EXERCISE INSTRUCTIONS:
Copy out, word for word, the listing from the line with "drop a point: the filing cabinet" through the end of the listing.

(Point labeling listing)
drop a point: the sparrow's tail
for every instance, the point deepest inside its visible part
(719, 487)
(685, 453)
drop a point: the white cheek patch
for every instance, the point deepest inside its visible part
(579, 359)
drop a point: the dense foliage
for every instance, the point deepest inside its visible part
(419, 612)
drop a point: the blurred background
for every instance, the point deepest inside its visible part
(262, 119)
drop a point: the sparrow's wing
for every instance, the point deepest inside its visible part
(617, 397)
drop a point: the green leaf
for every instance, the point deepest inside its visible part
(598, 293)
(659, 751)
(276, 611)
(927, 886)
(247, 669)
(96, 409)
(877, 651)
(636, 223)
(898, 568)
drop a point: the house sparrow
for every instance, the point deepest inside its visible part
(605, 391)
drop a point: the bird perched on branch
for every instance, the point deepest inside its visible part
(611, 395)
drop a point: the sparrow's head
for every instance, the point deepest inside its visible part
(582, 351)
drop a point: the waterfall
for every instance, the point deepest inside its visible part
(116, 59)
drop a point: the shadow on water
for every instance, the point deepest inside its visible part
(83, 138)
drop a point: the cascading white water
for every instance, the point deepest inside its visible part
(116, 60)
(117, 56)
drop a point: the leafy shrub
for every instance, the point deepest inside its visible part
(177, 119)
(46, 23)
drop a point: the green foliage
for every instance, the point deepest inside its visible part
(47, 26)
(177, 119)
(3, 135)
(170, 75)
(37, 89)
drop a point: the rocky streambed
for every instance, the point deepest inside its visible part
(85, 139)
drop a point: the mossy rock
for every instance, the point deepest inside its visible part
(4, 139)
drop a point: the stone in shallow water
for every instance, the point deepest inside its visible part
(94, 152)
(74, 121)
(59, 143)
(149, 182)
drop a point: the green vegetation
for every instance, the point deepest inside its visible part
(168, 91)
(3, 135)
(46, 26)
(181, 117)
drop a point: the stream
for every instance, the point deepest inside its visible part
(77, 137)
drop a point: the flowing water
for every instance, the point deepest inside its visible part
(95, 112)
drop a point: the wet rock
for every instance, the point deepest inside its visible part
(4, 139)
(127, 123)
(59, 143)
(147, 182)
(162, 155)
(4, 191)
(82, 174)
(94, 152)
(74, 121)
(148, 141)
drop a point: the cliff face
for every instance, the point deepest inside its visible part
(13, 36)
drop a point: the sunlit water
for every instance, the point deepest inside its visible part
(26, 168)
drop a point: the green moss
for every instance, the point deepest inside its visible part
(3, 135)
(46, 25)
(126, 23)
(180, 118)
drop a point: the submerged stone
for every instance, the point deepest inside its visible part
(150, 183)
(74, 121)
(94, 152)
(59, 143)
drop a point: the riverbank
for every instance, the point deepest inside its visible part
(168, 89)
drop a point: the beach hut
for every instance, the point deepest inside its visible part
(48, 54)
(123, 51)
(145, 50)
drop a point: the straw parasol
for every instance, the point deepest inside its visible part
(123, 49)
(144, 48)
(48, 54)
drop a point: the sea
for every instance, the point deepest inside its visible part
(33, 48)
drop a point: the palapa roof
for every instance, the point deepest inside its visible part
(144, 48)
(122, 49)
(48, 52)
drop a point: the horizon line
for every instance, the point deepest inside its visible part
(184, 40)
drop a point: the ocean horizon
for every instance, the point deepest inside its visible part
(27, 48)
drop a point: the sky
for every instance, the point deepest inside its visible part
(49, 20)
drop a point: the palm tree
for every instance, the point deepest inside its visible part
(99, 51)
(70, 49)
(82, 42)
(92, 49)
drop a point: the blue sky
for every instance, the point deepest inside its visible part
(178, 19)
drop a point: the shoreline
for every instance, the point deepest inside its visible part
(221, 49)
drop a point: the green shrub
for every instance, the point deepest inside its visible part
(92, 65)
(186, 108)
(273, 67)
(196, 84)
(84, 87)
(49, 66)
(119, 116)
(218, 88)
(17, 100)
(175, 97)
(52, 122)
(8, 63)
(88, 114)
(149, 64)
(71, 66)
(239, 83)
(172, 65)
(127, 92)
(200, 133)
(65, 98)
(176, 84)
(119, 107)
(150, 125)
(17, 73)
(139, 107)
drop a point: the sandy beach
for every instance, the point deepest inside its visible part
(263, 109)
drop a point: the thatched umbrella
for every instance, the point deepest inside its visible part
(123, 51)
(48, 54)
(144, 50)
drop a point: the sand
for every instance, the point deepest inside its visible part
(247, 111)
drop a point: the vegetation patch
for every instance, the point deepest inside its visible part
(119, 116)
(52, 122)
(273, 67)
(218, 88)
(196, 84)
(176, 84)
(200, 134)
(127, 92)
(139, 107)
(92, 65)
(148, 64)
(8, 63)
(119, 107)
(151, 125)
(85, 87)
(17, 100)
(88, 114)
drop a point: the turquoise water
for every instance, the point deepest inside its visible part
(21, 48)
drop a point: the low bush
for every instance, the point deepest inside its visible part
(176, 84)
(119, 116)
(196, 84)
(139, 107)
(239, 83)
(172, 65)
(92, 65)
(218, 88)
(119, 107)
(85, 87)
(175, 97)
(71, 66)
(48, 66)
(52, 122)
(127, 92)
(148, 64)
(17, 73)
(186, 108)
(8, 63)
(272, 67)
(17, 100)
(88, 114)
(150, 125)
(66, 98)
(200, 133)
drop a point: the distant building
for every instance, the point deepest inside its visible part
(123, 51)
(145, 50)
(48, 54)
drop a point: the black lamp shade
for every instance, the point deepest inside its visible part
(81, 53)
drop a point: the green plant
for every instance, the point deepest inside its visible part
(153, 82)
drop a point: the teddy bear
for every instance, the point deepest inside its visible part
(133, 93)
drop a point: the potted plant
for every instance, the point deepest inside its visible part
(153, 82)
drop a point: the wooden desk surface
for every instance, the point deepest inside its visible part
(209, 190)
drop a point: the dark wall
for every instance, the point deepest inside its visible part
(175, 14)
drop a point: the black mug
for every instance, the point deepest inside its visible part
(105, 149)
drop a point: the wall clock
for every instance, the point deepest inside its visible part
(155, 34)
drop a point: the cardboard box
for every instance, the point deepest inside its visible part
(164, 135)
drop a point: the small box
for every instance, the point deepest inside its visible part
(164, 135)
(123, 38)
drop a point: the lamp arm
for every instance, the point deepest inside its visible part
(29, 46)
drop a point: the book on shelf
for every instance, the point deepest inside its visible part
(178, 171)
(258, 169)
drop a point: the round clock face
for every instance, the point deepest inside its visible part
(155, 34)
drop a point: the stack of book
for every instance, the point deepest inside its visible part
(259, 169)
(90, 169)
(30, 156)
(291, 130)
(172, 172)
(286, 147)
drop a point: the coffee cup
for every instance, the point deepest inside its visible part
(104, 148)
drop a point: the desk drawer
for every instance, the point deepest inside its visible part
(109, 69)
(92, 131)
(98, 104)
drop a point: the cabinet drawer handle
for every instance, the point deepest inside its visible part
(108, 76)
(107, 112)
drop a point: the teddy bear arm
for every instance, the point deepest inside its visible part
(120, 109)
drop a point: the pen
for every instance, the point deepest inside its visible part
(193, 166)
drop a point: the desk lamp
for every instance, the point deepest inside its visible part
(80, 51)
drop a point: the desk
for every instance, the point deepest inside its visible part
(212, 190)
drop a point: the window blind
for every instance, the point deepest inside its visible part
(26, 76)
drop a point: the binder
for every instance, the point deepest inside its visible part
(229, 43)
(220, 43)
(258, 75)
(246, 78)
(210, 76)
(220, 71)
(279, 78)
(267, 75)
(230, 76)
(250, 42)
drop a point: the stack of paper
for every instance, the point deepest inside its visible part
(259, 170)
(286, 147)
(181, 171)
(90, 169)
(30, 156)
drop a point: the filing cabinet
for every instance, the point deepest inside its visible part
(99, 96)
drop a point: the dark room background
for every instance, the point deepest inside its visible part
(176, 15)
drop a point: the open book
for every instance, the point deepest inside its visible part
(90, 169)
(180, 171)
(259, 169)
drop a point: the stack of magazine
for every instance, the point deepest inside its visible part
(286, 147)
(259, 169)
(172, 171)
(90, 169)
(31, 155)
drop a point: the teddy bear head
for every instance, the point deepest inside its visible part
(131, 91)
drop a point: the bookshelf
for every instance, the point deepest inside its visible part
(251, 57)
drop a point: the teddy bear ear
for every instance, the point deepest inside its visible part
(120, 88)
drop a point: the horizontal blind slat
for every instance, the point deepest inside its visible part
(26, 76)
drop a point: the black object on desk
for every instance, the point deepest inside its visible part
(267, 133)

OUTPUT OF THE EXERCISE:
drop a point: the filing cabinet
for every instance, the point deepest inside its visible part
(99, 96)
drop a point: the dark room background
for every instance, the point deepest inside its visible part
(176, 15)
drop a point: the open book
for every instance, the point deepest inside its visible part
(90, 169)
(180, 171)
(259, 169)
drop a point: the stack of magazine
for every instance, the point deepest inside its visible part
(286, 147)
(259, 169)
(172, 171)
(90, 169)
(31, 155)
drop a point: the teddy bear head
for every instance, the point deepest inside its visible part
(131, 91)
drop a point: the bookshelf
for every instance, the point deepest inside its visible part
(251, 57)
drop a point: the teddy bear ear
for every instance, the point deepest inside its visible part
(120, 88)
drop a point: the horizontal blind slat
for every instance, the point deepest inside its visible part
(26, 76)
drop a point: the black object on desk
for every instance, the point deepest inside its visible part
(267, 133)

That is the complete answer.